[Given data Boundary: Start]
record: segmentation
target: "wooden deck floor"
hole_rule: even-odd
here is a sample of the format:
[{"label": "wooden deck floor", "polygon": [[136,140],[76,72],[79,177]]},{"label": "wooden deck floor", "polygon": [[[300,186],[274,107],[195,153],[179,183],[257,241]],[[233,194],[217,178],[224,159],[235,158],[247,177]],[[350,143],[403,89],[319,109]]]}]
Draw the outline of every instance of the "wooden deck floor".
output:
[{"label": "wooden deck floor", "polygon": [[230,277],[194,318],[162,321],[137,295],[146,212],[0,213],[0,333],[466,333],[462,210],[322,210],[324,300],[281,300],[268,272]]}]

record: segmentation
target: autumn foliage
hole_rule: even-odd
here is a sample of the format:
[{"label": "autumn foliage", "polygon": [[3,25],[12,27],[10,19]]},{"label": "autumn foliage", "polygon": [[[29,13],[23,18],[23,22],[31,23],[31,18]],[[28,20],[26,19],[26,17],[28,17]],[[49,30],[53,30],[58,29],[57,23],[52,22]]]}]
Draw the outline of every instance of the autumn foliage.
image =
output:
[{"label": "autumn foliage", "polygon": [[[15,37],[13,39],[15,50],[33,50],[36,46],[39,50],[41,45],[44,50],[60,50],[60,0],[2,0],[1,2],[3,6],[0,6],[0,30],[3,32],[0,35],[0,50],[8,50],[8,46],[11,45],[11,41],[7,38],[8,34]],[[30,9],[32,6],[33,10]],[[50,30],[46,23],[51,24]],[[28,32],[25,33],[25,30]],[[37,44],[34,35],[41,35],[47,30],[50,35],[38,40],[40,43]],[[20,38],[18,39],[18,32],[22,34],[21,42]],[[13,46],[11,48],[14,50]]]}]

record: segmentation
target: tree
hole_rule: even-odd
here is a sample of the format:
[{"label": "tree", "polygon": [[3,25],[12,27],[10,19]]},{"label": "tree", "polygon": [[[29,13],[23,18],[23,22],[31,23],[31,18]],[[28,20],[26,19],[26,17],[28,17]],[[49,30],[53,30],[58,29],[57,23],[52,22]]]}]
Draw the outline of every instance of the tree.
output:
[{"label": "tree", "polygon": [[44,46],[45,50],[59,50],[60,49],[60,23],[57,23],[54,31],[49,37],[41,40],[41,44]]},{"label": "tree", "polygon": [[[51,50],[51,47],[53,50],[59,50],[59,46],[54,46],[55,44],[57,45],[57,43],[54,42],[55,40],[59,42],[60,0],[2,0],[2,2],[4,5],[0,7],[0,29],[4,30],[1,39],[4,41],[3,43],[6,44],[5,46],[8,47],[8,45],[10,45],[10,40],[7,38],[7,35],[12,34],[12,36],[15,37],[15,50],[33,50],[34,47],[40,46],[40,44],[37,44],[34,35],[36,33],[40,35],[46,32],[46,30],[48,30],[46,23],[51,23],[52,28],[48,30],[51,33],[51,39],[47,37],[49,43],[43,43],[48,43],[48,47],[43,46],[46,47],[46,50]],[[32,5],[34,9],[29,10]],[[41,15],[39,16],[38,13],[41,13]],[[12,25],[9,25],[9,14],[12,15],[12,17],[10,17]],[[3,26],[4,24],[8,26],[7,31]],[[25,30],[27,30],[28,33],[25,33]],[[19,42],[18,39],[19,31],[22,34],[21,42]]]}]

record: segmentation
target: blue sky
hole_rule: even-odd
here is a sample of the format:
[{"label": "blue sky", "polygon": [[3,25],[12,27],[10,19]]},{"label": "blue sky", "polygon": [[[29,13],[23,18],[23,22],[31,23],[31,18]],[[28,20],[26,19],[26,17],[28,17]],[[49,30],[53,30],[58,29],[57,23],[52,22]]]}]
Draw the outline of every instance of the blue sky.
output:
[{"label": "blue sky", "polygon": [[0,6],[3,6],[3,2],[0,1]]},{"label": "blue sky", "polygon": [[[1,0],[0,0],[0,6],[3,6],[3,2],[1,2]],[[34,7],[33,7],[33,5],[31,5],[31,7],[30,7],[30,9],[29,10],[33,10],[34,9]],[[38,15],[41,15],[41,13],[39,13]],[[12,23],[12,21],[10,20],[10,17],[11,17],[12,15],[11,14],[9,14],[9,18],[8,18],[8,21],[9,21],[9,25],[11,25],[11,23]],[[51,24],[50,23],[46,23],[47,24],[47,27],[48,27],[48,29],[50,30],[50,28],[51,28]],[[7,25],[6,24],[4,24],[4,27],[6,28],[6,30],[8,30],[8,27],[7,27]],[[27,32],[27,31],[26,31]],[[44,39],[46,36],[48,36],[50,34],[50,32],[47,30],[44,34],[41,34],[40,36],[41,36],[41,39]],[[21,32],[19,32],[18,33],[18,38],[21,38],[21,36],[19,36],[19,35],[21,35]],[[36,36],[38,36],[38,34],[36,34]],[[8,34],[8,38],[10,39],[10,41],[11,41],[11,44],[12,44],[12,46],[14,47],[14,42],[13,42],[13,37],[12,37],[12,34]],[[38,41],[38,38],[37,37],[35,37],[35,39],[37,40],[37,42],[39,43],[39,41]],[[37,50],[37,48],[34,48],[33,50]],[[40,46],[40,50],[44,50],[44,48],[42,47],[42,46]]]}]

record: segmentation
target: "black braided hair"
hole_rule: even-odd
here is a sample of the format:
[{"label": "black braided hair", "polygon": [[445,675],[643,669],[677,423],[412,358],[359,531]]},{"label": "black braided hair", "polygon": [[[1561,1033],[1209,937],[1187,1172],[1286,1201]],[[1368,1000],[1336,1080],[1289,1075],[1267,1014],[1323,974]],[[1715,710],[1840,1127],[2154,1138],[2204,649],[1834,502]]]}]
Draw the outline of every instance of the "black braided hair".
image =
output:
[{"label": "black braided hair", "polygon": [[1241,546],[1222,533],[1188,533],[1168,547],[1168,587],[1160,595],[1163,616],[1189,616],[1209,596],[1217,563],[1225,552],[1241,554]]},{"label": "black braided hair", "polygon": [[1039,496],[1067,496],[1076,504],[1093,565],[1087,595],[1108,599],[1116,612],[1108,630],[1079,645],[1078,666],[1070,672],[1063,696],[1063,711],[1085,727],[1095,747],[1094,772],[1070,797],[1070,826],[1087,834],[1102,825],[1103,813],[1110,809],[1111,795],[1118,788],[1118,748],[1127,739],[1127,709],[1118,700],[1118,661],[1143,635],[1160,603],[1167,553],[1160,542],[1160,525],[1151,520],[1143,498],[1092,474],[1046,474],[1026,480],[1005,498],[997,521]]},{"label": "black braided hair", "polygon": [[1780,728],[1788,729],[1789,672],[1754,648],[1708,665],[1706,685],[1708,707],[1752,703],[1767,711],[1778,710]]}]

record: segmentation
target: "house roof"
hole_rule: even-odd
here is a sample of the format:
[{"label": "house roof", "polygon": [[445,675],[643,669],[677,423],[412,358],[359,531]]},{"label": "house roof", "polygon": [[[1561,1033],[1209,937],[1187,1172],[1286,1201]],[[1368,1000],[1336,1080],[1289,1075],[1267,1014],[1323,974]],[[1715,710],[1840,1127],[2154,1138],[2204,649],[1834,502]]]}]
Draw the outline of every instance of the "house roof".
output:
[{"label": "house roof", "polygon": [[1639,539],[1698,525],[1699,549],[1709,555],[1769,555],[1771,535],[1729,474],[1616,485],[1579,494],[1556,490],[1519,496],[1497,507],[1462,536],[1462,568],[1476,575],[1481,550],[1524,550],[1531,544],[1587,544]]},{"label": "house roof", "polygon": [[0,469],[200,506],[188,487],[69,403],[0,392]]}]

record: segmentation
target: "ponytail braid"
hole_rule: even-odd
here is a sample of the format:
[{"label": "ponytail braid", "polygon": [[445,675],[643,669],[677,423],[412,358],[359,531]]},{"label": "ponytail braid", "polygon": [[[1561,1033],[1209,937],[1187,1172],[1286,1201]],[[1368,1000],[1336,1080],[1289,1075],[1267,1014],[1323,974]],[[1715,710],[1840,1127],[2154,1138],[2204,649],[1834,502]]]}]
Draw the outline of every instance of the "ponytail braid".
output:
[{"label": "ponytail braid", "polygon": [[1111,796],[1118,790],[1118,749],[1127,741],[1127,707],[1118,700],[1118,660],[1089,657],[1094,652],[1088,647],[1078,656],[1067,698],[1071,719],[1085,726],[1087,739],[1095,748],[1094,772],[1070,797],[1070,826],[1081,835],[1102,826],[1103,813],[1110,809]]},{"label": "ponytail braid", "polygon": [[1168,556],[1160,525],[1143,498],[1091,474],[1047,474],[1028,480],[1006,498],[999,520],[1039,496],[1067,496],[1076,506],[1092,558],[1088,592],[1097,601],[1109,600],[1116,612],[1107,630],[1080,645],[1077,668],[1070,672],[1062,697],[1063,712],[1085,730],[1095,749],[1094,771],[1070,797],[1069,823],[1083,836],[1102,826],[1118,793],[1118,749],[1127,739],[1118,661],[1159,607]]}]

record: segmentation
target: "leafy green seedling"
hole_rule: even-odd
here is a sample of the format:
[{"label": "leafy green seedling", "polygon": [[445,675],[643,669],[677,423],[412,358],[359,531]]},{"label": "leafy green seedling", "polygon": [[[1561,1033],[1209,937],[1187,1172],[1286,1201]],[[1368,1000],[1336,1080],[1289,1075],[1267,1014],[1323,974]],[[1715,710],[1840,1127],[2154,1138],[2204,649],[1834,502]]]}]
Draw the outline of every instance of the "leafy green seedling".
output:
[Given data Boundary: End]
**Exercise instructions**
Which of the lines above hold the string "Draw"? Copy each one.

**Exercise response**
Draw the outline of every instance of the "wooden deck floor".
Draw the outline of every instance of the autumn foliage.
Draw the outline of every instance of the tree.
Draw the outline of every instance of the blue sky.
Draw the outline of every instance of the "black braided hair".
Draw the outline of every instance of the "house roof".
Draw the outline of every instance of the "ponytail braid".
Draw the outline of every instance of the "leafy green seedling".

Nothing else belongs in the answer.